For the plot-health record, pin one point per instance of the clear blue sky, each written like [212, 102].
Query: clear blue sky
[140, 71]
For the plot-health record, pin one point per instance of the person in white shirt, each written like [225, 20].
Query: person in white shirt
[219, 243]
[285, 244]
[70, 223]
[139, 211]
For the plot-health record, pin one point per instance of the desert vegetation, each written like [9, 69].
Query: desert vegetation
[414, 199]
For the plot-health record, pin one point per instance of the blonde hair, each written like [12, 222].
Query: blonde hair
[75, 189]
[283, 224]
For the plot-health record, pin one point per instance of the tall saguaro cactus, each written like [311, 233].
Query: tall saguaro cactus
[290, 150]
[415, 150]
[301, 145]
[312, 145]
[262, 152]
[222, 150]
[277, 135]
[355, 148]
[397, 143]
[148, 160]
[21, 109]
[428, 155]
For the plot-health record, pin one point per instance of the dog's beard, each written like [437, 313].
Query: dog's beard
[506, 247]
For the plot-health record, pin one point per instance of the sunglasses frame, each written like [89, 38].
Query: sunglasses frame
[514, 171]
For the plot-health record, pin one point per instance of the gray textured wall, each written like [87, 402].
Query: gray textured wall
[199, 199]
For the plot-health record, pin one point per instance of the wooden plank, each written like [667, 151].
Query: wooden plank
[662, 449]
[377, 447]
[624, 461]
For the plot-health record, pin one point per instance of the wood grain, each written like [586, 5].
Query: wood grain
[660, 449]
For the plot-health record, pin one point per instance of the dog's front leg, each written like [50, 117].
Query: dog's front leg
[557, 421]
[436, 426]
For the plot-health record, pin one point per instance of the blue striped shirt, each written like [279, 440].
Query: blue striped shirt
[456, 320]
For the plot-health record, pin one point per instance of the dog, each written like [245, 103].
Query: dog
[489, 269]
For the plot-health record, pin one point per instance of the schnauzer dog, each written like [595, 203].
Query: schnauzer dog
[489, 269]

###

▶ **TASK STATEMENT**
Would you output every record above exactly as it stands?

▶ **OUTPUT**
For the plot-health record, pin one point per instance of the clear blue sky, each written like [212, 102].
Query: clear blue sky
[140, 71]
For the plot-health record, pin one point per instance of the person in white shirt, each written like [225, 20].
Query: person in white shirt
[219, 243]
[285, 244]
[70, 223]
[139, 211]
For the plot-health record, pin one point per instance of the desert vegetation, each written like [9, 69].
Query: desert vegetation
[414, 199]
For the plot-health record, pin one point per instance of the blonde hair, each written like [12, 222].
Query: blonde hair
[75, 189]
[283, 224]
For the plot-health record, pin one point per instance of the tall saguaro cactus, each written like [311, 233].
Query: tall saguaro cactus
[290, 150]
[415, 150]
[301, 145]
[312, 145]
[262, 152]
[222, 150]
[277, 135]
[355, 148]
[397, 143]
[148, 160]
[21, 109]
[428, 155]
For the plot-health record, pin one point per instance of the dog's beard, each written like [437, 313].
Query: dog's beard
[506, 247]
For the plot-health record, pin one point per instance of the sunglasses frame, each written like [89, 38].
Query: sunglasses frame
[514, 171]
For the plot-health record, pin one point per instance of the gray textured wall, each written like [87, 402].
Query: gray textured wall
[199, 199]
For the plot-health record, pin one point per instance of the wooden plank, each written like [667, 151].
Query: wooden plank
[662, 449]
[377, 447]
[624, 461]
For the plot-health record, pin one point per instance of the wood grain, each written like [586, 5].
Query: wood grain
[660, 449]
For the plot-health record, pin one point per instance of the dog's front leg, each written like [50, 117].
Query: dog's front leg
[557, 421]
[436, 426]
For the plot-health record, pin one point per instance of the blue striped shirt, each written like [279, 440].
Query: blue striped shirt
[456, 320]
For the plot-health record, pin one point per instance of the dog, each written like [245, 103].
Query: dog
[489, 269]
For the plot-health record, pin one point per instance of the schnauzer dog, each written like [595, 203].
Query: schnauzer dog
[489, 269]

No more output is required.